■ **Work to complete**:
1. Answer these questions from the text on COVID-19 and manufacturing below:
(a) Which companies are named as having shut down factories?
(b) How long did it take Mercedes and the F1 teams to go from first meeting to producing the first ventilator?
(c) Which automotive companies are named as having all but stopped UK production?
2. Write a continuation of the text on COVID-19's effects on manufacturing, starting after its last sentence.

■ **Text for analysis**:
What are the immediate effects on the manufacturing sector?

The COVID-19 pandemic is proving to be more than just unilateral issue – its effects are widespread and stark. Depending on the sector, these effects can vary in severity, and some companies can prove to be highly adaptable. This is certainly the case for manufacturing. While we have already seen the shutdown of factories around the globe, encompassing Tarmac, Ibstock, Forterra and Wienerberger to name a few, others have been able to take a different approach.

Specifically, in the automotive sector, Mercedes and F1 teams are helping in the manufacture of ventilators, with less than 100 hours needed from first meeting to the production of the first ventilator. In the food and beverage sector, Brewdog, among other distillers has started to make hand sanitiser at its distillery in Aberdeen.

For those automotive companies which are not helping to manufacture products outside their normal offering, UK production has all but stopped, as is the case for BMW, Honda and Toyota. As a result, thousands of staff have been furloughed. Any new product developments will almost certainly have been put on hold, and any continued production that is still in progress won’t go beyond their standard product line.

■ **Dataset content**:

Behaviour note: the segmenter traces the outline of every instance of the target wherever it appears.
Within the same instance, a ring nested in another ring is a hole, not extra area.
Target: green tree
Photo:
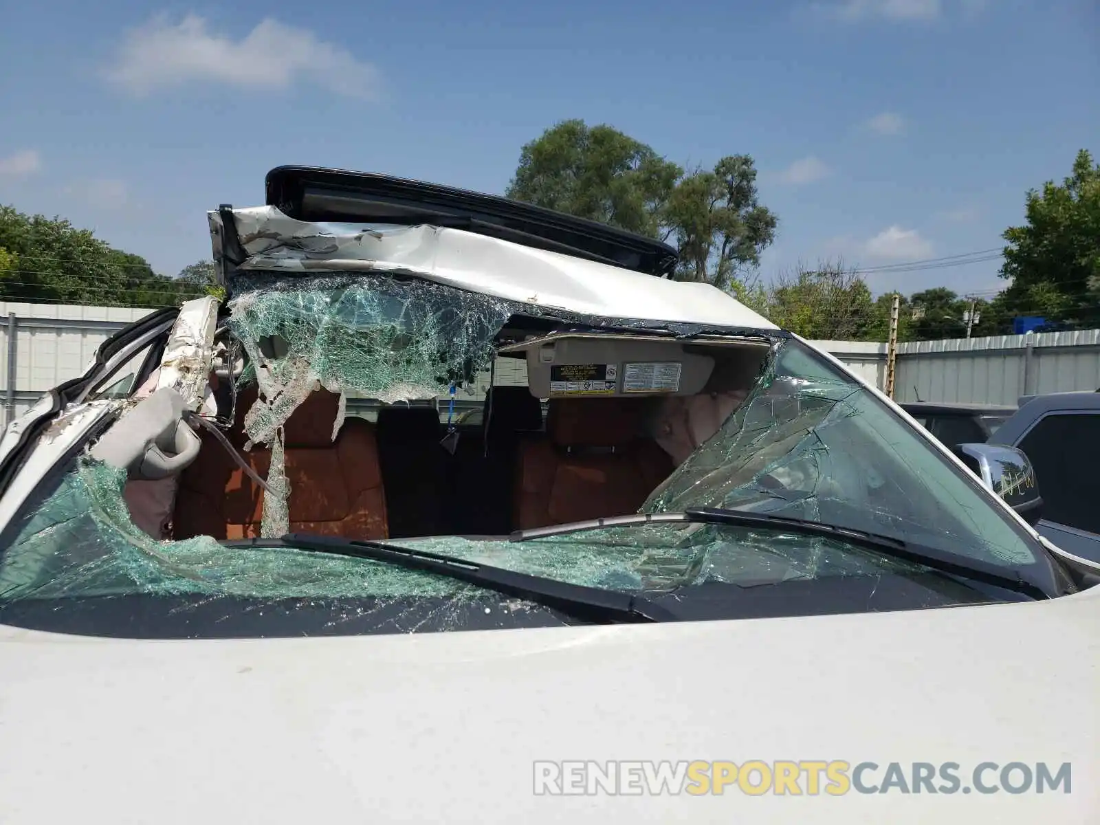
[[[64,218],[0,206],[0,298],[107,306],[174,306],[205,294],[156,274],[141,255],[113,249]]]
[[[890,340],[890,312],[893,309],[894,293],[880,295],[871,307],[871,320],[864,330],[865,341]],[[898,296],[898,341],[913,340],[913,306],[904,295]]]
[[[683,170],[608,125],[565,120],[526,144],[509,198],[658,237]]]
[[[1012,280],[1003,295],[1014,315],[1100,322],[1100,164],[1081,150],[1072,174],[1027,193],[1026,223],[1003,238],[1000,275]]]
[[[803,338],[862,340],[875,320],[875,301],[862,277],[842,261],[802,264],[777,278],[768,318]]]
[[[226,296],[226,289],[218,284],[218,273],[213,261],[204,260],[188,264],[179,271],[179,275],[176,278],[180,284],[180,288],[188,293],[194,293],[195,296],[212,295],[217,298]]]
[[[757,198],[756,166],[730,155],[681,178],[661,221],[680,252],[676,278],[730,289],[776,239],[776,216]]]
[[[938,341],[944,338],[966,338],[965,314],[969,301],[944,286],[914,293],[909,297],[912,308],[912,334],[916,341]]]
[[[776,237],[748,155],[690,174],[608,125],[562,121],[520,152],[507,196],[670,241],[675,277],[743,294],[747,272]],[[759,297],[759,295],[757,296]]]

■ **Answers for the exercise**:
1.
(a) Tarmac, Ibstock, Forterra and Wienerberger.
(b) Less than 100 hours.
(c) BMW, Honda and Toyota.

2.
As manufacturers respond to demand, building materials suppliers are still functioning. Although to a lesser degree, this will be for those key areas of construction that are still running. Without large stores to keep any excess product, those companies where demand has stopped won’t be producing and the only staff kept on will be for site logistics, such as security.

How could this change over the near future?

There is incredible uncertainty regarding quite what will be around the corner for all walks of business. One thing is for certain: it will be a tough year ahead for many. We have already seen 68 nations around the globe stopping medical device exports, as overwhelming demand continues. Other countries could follow suit if the global situation doesn’t improve.

Smaller companies shouldn’t sit-back, however. They could seek to gain by producing healthcare products in the same vein as Dyson and Tesla.

As we see numbers of new cases of COVID-19 fall, and pressure begin to ease, there will be a phased return of employees. In an effort to cover the lack of products created while factories were shut, there will be an initial boost in production. Those projects which were put on hold at the early stages of the pandemic will likely be pushed to be completed more rapidly.

Now is the time to seek stability, not least financially. Those who can secure a firm footing now will benefit further down the line. With the potential for a claim to be finalised within weeks, R&D tax credits are a quick way to boost cash-flow and covers projects and activity already completed. This will help in maintaining a firm footing over the next year to ensure a business comes out the other side as strong as possible.